Given entries =
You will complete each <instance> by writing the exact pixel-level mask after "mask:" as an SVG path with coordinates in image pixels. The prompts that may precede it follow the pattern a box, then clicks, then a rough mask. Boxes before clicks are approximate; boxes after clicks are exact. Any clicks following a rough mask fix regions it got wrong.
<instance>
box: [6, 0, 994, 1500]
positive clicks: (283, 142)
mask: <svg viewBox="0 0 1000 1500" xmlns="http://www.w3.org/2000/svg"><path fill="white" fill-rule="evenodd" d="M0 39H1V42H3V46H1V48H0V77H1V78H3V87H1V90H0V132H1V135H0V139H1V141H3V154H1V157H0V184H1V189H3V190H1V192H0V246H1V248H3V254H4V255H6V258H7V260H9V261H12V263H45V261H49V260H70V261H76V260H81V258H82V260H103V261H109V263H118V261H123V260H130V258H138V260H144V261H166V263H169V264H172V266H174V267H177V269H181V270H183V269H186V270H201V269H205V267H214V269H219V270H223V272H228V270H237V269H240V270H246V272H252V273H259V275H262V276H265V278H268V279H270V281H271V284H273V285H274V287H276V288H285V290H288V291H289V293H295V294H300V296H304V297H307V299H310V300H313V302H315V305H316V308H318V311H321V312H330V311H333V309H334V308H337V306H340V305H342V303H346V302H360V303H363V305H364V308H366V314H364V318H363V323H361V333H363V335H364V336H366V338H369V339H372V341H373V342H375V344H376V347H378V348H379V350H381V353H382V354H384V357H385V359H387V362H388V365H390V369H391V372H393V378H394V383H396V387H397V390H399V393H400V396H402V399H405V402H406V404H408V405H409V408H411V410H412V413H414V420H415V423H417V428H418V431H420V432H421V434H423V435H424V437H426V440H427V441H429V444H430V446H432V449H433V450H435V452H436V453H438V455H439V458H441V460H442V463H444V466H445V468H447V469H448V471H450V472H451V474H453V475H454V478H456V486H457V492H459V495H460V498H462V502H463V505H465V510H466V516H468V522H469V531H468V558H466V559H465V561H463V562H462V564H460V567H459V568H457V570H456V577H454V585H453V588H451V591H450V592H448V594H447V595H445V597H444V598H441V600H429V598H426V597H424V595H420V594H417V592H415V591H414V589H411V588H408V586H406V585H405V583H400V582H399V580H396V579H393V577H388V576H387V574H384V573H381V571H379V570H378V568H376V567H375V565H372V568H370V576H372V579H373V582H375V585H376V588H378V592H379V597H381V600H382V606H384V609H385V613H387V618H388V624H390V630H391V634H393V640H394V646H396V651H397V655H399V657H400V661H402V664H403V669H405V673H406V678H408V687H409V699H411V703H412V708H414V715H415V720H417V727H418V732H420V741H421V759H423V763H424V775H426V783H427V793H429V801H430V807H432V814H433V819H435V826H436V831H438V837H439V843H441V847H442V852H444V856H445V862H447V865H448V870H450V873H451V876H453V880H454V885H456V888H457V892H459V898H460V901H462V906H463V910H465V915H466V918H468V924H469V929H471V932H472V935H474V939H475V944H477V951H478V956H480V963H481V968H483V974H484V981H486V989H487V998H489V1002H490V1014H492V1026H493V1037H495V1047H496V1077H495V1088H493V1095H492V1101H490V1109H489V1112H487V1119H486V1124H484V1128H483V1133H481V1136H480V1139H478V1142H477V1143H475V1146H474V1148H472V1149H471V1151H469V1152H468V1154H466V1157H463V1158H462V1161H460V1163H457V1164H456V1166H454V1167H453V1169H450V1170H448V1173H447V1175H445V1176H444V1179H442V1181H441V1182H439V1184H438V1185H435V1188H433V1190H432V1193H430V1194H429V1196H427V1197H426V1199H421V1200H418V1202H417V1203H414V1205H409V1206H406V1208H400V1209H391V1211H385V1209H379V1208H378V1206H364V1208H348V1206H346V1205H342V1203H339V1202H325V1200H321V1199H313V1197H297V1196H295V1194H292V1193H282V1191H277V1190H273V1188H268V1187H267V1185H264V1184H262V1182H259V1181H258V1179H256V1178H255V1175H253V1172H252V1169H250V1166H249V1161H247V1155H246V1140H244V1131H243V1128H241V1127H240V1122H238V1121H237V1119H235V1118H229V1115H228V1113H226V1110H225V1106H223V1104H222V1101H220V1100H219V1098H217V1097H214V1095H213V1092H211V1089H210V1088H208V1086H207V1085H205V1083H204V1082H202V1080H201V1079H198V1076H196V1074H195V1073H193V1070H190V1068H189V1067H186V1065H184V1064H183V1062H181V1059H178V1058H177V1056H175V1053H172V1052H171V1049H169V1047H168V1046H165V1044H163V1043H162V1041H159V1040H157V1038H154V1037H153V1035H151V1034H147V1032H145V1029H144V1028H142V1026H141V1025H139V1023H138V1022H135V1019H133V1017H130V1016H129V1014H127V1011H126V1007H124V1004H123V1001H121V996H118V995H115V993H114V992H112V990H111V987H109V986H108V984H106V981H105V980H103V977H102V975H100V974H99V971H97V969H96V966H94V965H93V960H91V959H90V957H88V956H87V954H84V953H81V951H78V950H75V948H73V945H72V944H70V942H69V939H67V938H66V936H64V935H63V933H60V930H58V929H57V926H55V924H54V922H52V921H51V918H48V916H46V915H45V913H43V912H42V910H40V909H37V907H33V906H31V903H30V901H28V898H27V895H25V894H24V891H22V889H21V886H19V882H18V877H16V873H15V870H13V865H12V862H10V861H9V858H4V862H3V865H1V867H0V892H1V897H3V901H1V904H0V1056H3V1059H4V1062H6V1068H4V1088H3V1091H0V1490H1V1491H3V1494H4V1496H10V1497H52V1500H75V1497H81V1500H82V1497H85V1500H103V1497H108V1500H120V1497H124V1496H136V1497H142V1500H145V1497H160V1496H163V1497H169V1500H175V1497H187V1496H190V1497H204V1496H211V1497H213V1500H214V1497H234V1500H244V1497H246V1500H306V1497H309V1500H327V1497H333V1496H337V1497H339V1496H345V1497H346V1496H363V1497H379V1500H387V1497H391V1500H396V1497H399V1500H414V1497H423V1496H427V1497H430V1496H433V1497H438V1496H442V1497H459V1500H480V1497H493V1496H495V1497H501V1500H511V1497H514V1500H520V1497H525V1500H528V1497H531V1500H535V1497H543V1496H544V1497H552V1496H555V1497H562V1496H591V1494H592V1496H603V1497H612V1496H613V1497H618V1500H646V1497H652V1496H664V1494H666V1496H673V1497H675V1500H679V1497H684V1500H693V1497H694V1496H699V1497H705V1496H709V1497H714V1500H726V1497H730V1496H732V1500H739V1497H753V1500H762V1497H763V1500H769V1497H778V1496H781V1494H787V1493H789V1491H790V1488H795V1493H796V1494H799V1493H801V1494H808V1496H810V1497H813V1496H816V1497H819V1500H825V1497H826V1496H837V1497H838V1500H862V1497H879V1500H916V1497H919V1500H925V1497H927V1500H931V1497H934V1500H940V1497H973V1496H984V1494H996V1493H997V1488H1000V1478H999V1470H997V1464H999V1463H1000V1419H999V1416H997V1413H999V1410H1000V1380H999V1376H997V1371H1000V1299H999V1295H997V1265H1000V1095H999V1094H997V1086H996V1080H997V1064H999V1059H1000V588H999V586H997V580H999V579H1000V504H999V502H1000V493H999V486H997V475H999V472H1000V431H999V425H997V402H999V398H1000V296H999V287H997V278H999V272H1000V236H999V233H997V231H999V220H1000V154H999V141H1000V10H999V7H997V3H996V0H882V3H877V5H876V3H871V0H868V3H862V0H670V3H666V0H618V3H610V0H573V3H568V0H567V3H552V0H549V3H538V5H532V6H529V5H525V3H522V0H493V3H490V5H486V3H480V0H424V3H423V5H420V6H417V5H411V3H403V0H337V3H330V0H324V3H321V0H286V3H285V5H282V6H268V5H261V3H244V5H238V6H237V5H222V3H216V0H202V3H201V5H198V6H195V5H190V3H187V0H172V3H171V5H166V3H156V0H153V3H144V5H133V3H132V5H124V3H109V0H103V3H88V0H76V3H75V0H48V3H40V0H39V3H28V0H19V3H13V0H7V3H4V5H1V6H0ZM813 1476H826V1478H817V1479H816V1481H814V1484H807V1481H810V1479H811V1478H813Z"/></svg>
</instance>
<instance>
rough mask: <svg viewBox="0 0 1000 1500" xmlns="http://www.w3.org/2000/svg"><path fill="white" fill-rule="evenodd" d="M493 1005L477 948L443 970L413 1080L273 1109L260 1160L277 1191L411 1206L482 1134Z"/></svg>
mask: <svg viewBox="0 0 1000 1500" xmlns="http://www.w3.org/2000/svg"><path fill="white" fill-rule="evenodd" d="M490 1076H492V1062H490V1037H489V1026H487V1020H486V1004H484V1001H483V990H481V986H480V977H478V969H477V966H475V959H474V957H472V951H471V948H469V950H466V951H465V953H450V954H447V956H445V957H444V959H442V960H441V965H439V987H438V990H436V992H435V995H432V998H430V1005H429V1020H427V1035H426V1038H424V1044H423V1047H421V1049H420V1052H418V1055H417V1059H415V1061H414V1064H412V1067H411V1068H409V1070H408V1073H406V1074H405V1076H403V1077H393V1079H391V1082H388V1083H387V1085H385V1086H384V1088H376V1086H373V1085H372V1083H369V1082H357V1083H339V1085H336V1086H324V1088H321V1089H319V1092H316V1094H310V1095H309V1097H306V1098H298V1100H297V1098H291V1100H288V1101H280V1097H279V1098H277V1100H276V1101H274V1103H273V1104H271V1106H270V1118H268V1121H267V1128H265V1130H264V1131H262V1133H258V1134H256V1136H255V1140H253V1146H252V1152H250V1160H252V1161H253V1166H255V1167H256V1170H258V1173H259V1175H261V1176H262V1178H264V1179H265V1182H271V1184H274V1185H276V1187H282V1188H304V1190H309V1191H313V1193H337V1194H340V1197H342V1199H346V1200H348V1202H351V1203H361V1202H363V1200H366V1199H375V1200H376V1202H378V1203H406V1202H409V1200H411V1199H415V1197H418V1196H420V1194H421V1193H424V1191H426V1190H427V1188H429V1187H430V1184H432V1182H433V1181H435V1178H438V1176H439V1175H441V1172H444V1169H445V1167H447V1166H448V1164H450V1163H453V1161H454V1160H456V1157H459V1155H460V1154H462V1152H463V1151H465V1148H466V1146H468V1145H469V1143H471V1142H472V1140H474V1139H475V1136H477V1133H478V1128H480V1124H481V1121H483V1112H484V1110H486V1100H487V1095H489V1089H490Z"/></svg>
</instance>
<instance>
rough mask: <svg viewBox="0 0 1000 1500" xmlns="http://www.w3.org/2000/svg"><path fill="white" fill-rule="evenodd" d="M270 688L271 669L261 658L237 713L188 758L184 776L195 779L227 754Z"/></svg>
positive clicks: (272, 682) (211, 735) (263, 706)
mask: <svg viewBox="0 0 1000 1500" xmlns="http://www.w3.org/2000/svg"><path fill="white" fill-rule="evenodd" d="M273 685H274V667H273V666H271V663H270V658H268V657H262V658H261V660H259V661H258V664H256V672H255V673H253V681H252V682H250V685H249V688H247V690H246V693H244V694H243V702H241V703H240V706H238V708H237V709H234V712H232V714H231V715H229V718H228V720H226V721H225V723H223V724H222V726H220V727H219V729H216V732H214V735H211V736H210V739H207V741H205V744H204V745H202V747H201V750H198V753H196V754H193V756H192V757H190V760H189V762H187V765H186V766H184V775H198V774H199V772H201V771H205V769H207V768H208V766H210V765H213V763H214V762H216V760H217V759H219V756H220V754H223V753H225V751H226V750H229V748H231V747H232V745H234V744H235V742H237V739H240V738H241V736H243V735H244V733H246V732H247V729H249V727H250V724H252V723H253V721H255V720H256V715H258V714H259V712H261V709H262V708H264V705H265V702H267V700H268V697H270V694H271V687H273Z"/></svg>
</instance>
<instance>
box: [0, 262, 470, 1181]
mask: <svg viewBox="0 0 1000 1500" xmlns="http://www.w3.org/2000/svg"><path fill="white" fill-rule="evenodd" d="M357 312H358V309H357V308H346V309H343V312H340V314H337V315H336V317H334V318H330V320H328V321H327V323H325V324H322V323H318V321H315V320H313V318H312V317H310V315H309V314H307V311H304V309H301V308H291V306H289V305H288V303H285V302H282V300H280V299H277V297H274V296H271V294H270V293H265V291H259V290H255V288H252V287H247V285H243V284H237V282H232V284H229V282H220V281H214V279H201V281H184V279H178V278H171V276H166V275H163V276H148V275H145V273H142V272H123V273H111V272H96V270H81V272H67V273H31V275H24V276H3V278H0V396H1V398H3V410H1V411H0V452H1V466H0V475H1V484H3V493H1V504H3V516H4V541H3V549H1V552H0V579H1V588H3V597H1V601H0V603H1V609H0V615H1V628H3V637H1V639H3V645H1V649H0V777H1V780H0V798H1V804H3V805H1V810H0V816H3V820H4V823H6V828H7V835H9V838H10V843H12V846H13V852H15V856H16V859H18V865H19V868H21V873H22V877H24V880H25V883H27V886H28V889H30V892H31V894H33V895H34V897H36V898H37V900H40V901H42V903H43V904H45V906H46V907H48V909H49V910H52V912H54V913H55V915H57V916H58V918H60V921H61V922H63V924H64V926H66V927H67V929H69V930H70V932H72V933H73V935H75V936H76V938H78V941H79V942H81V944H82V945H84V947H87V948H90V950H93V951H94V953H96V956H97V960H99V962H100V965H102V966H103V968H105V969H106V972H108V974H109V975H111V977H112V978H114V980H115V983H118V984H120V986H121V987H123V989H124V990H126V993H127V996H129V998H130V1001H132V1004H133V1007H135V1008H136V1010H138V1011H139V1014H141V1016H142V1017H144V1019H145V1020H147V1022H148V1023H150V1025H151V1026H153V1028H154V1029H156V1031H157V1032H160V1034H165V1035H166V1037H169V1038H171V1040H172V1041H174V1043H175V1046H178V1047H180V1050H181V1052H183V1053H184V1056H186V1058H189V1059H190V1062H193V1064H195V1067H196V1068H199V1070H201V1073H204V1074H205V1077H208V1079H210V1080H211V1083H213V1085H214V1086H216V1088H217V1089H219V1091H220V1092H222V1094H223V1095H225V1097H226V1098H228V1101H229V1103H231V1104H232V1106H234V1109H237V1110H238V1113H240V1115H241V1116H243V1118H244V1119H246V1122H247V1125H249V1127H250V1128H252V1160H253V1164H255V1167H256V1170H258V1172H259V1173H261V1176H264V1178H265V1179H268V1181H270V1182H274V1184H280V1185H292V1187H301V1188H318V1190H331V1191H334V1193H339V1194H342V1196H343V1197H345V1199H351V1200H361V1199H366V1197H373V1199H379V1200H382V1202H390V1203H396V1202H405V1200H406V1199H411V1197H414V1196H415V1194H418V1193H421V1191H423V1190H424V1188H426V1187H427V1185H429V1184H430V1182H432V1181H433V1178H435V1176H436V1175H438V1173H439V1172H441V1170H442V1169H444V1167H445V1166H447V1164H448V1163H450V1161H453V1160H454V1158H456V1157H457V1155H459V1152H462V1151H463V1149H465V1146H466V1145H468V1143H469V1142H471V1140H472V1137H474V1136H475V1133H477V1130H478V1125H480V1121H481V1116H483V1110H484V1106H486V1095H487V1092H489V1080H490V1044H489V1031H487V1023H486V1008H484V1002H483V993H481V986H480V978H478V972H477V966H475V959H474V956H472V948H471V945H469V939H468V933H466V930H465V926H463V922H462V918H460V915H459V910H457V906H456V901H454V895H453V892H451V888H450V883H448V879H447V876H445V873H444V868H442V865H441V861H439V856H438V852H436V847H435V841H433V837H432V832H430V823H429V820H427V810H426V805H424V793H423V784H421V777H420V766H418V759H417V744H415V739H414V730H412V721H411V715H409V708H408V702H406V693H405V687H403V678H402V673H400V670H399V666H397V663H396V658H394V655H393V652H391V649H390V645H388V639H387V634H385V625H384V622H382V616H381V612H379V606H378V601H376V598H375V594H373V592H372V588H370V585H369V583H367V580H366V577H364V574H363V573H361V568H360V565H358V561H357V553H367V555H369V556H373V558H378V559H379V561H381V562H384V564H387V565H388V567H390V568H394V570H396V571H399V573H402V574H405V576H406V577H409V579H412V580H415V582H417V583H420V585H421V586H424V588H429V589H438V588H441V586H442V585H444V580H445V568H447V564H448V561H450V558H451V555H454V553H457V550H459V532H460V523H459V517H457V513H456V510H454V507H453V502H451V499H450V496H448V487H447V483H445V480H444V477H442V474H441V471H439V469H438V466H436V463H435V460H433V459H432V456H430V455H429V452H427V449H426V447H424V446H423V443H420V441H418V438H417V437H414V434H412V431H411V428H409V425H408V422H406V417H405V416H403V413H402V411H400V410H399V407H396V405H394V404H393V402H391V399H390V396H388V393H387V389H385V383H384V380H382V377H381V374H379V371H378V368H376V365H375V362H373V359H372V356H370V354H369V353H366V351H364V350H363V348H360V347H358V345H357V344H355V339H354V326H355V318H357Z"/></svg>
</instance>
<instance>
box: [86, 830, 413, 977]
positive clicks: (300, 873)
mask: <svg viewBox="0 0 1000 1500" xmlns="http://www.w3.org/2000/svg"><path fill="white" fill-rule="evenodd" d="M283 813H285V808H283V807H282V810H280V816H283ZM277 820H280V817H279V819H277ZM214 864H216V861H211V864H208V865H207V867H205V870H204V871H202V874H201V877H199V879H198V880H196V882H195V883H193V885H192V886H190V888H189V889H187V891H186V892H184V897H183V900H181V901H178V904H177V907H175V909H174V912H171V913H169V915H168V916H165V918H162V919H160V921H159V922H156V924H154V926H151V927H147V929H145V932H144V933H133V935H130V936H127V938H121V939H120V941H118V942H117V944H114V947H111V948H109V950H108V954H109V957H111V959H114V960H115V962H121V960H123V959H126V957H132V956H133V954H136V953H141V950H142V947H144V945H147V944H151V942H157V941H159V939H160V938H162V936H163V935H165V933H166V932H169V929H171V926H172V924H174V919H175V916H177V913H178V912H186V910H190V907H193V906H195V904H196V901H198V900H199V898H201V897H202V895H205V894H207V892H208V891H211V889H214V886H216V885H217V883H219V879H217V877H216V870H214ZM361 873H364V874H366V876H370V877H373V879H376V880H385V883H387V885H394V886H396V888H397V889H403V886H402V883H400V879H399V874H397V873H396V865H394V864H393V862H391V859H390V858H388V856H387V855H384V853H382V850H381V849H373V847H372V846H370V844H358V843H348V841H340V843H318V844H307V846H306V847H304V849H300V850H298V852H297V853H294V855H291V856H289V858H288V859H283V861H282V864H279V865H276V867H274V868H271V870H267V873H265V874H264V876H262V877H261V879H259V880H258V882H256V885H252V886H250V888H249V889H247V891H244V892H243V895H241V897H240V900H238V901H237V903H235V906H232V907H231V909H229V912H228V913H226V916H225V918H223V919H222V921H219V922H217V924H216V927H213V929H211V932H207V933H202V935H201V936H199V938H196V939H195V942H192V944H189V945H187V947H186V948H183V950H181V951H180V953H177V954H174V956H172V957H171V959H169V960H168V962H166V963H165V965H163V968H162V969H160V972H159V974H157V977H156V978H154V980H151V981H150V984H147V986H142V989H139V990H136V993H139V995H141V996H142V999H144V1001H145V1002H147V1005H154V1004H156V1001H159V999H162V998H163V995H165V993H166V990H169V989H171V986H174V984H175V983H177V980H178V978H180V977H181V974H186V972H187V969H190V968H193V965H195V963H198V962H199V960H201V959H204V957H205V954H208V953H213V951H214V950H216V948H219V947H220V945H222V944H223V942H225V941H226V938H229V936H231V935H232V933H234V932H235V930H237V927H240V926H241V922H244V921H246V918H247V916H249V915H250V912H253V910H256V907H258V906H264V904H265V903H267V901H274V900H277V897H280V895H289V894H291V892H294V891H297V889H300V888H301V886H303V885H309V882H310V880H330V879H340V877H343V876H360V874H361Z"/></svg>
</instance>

Your instructions =
Update the lines from the first line through the line containing "positive clicks: (283, 142)", changing "clicks" to "points" and leaving everything else as it is.

Written answer =
You will complete each <instance> by writing the exact pixel-level mask after "mask:" as an SVG path with coordinates in image pixels. The prompts that may precede it follow the pattern a box, then points, then a rough mask. Boxes before points are approximate; boxes after points are exact. Any points following a rough mask fix regions it got wrong.
<instance>
box: [6, 0, 994, 1500]
positive points: (283, 142)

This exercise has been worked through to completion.